┌──
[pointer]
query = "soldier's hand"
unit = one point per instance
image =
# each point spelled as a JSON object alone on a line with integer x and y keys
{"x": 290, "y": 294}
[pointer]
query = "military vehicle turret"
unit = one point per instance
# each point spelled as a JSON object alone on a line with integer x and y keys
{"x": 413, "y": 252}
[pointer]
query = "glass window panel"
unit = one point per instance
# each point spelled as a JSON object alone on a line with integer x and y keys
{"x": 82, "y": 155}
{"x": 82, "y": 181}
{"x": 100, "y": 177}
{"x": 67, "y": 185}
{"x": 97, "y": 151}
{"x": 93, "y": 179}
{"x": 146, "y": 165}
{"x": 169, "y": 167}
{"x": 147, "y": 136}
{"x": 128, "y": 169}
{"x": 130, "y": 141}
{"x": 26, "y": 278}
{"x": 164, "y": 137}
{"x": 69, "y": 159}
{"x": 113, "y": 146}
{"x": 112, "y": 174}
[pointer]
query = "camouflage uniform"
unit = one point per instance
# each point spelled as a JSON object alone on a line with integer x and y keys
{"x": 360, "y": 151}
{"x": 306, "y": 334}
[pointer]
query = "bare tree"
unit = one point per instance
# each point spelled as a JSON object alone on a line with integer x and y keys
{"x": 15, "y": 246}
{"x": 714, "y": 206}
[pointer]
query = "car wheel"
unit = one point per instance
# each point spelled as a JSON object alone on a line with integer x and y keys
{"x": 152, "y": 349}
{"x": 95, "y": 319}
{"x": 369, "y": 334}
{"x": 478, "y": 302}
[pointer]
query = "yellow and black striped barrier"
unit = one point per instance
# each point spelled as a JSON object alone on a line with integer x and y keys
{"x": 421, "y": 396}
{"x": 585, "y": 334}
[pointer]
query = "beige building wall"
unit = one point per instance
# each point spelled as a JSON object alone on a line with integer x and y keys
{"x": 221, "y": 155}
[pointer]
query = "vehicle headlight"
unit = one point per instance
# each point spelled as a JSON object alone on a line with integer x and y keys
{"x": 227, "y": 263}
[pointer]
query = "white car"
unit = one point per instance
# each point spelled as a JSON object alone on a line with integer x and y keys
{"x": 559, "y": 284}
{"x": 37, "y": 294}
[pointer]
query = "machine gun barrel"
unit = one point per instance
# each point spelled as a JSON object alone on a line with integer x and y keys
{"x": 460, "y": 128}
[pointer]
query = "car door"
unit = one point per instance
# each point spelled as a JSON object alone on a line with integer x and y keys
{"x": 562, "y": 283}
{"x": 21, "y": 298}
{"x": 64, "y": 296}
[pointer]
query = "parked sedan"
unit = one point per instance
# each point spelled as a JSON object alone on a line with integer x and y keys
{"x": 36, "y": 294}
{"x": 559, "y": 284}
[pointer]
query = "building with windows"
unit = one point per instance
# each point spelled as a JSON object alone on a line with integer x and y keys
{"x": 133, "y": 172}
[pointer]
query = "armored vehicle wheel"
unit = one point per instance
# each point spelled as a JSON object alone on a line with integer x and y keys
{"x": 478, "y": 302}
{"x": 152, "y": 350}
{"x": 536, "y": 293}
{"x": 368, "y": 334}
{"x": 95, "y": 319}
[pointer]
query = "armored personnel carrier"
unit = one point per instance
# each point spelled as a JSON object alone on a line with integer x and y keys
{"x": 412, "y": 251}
└──
┌──
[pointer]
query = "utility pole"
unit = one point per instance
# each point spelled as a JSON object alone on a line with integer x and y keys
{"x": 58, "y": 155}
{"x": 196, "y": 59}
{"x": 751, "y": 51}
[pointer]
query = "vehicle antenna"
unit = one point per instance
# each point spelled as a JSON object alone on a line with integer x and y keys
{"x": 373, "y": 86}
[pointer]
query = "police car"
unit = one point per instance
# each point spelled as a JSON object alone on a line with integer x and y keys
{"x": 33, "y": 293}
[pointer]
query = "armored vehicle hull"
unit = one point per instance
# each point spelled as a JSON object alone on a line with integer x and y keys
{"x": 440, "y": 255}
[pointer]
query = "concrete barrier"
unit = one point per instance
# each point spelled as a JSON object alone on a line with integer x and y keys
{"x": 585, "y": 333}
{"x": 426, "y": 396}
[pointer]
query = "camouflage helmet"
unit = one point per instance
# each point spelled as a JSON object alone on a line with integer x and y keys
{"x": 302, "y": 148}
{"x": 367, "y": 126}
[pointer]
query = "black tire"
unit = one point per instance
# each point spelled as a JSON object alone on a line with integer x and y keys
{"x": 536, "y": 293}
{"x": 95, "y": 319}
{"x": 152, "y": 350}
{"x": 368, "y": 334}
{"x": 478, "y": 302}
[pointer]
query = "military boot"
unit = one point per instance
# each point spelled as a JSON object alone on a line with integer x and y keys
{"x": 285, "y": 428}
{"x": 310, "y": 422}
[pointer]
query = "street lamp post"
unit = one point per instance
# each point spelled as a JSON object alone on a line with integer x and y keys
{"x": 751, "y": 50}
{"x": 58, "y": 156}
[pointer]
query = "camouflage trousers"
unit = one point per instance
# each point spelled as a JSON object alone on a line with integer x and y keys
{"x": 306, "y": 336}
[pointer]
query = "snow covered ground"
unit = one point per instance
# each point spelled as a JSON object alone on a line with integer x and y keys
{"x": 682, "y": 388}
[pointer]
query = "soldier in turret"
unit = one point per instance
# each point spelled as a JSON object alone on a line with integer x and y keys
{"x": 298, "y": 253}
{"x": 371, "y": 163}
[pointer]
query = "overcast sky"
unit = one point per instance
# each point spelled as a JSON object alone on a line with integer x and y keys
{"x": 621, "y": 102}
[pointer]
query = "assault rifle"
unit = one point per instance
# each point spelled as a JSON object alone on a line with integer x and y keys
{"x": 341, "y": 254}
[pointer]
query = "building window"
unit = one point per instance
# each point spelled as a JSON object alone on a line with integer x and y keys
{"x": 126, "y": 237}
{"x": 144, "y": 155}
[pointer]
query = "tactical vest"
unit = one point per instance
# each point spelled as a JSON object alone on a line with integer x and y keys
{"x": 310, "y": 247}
└──
§ What needs to be done
Filter the items above and copy every line that contains the word "black", matching its case exactly.

§ Exercise solution
query = "yellow and black striped barrier"
query = "black tire"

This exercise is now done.